▸ **What to work on**: Each line of the material is to be written out exactly.

▸ **Provided information**:
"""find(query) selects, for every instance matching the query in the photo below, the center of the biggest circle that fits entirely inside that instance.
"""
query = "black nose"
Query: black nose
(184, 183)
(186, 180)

▸ **Expected answer**:
"""find(query) selects, for every instance matching the query in the photo below, the center of the biggest circle that fits entirely inside that instance.
"""
query = "black nose"
Query: black nose
(184, 183)
(186, 180)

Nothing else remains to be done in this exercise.